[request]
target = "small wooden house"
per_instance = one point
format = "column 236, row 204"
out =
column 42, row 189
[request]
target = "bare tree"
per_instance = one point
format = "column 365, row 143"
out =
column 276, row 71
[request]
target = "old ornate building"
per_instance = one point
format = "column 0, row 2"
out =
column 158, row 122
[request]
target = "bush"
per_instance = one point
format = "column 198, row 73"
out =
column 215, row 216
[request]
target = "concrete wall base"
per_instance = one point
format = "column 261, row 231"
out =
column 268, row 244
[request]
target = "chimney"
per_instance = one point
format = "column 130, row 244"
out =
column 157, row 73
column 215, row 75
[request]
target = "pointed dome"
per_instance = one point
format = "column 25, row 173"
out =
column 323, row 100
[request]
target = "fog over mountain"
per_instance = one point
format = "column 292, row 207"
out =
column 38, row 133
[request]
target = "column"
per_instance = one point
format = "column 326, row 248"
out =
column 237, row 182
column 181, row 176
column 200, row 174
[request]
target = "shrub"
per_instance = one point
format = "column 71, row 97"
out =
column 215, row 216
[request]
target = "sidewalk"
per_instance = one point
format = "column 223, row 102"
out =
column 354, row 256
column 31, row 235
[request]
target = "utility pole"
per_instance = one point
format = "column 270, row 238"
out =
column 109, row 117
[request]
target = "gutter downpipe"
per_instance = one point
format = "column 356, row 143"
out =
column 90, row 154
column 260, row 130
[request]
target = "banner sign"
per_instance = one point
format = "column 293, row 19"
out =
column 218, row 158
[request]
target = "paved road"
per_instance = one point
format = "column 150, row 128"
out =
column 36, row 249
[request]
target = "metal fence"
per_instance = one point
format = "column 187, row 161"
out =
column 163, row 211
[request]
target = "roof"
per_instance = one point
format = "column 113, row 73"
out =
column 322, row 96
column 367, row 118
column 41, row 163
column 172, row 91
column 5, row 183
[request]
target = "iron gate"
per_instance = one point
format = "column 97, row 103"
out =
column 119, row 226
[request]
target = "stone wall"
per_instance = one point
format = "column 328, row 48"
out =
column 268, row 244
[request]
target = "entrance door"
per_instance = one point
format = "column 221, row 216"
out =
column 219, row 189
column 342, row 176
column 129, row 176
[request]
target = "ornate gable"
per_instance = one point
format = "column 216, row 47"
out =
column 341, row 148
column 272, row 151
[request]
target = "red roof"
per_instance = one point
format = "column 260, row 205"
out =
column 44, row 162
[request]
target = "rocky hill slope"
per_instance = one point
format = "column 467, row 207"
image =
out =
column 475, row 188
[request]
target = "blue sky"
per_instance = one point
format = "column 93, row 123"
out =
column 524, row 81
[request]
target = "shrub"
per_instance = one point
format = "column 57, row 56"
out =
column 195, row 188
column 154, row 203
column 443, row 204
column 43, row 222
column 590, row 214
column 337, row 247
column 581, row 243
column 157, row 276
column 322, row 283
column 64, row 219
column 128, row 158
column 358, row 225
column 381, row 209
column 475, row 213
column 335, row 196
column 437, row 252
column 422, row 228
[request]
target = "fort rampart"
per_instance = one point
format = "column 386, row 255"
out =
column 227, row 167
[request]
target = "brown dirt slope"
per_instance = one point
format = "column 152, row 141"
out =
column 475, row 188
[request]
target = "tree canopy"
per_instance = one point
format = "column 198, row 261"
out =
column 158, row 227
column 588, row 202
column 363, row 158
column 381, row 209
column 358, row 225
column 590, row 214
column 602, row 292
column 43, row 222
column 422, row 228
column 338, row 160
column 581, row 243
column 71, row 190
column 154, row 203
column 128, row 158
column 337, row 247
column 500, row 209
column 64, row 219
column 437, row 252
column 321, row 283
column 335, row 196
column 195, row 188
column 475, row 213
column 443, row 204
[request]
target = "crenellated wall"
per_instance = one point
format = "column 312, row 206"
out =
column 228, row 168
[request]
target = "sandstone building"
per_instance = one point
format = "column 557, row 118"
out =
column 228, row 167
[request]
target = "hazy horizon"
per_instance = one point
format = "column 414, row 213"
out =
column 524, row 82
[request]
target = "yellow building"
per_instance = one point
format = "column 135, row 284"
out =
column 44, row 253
######
| TASK DIRECTIONS |
Write all of the records out again exactly.

| THE ANSWER |
[request]
target = "small wooden house"
per_instance = one point
format = "column 236, row 204"
out =
column 42, row 189
[request]
target = "bare tree"
per_instance = one point
format = "column 365, row 143"
out =
column 276, row 71
[request]
target = "old ornate building"
per_instance = one point
format = "column 0, row 2"
out =
column 158, row 122
[request]
target = "bush"
per_instance = one point
format = "column 198, row 73"
out =
column 215, row 216
[request]
target = "concrete wall base"
per_instance = one point
format = "column 261, row 231"
out =
column 268, row 244
[request]
target = "chimney"
per_instance = one point
format = "column 130, row 244"
out =
column 157, row 73
column 215, row 75
[request]
target = "pointed dome"
per_instance = one point
format = "column 25, row 173"
out =
column 323, row 100
[request]
target = "fog over mountain"
per_instance = one point
format = "column 292, row 207"
out =
column 38, row 133
[request]
target = "column"
per_instance = one point
format = "column 326, row 248"
out =
column 237, row 182
column 181, row 176
column 200, row 174
[request]
target = "shrub"
per_instance = one point
format = "column 71, row 97"
out =
column 215, row 216
[request]
target = "sidewalk"
per_instance = one point
format = "column 223, row 102"
out =
column 354, row 256
column 31, row 235
[request]
target = "utility pole"
per_instance = one point
format = "column 270, row 238"
out =
column 109, row 117
[request]
target = "gutter downpipe"
per_instance = one point
format = "column 356, row 143"
out =
column 90, row 154
column 260, row 130
[request]
target = "banner sign"
per_instance = one point
format = "column 293, row 19"
out =
column 218, row 158
[request]
target = "paved road"
per_instance = one point
format = "column 150, row 128"
out =
column 36, row 249
[request]
target = "metal fence"
per_instance = one point
format = "column 187, row 161"
out =
column 163, row 211
[request]
target = "roof"
per_instance = one point
format = "column 113, row 73"
out =
column 322, row 96
column 367, row 118
column 41, row 163
column 172, row 91
column 5, row 183
[request]
target = "iron gate"
per_instance = one point
format = "column 97, row 103"
out =
column 119, row 226
[request]
target = "stone wall"
per_instance = one point
format = "column 328, row 48"
out =
column 268, row 244
[request]
target = "entrance door"
per_instance = one point
format = "column 221, row 216"
out =
column 219, row 189
column 342, row 176
column 129, row 176
[request]
target = "ornate gable"
per_instance = one point
format = "column 216, row 47"
out =
column 341, row 148
column 272, row 151
[request]
target = "red roof"
per_instance = one point
format = "column 260, row 205"
out =
column 44, row 162
[request]
target = "rocky hill slope"
per_instance = one point
format = "column 467, row 207"
image =
out =
column 475, row 188
[request]
target = "blue sky"
per_instance = one point
format = "column 93, row 123"
out =
column 524, row 81
[request]
target = "shrub"
per_instance = one point
format = "column 57, row 56"
out =
column 195, row 188
column 154, row 203
column 443, row 204
column 43, row 222
column 590, row 214
column 337, row 247
column 581, row 243
column 157, row 276
column 322, row 283
column 64, row 219
column 128, row 158
column 358, row 225
column 381, row 209
column 475, row 213
column 335, row 196
column 437, row 252
column 422, row 228
[request]
target = "fort rampart"
per_instance = one point
format = "column 386, row 255"
out =
column 227, row 167
[request]
target = "brown dirt slope"
per_instance = one point
format = "column 152, row 141"
out =
column 475, row 188
[request]
target = "tree canopy"
per_instance = one point
format = "column 198, row 261"
out =
column 158, row 227
column 588, row 202
column 363, row 158
column 381, row 209
column 358, row 225
column 590, row 214
column 602, row 292
column 43, row 222
column 422, row 228
column 338, row 160
column 581, row 243
column 71, row 190
column 154, row 203
column 128, row 158
column 337, row 247
column 500, row 209
column 64, row 219
column 437, row 252
column 321, row 283
column 335, row 196
column 195, row 188
column 475, row 213
column 443, row 204
[request]
target = "crenellated wall"
per_instance = one point
format = "column 312, row 206"
out =
column 228, row 168
[request]
target = "sandstone building"
per_instance = one point
format = "column 557, row 118"
out =
column 228, row 167
[request]
target = "hazy horizon"
per_instance = one point
format = "column 414, row 213"
out =
column 524, row 82
[request]
target = "yellow building"
per_instance = one point
format = "column 135, row 284"
out =
column 44, row 253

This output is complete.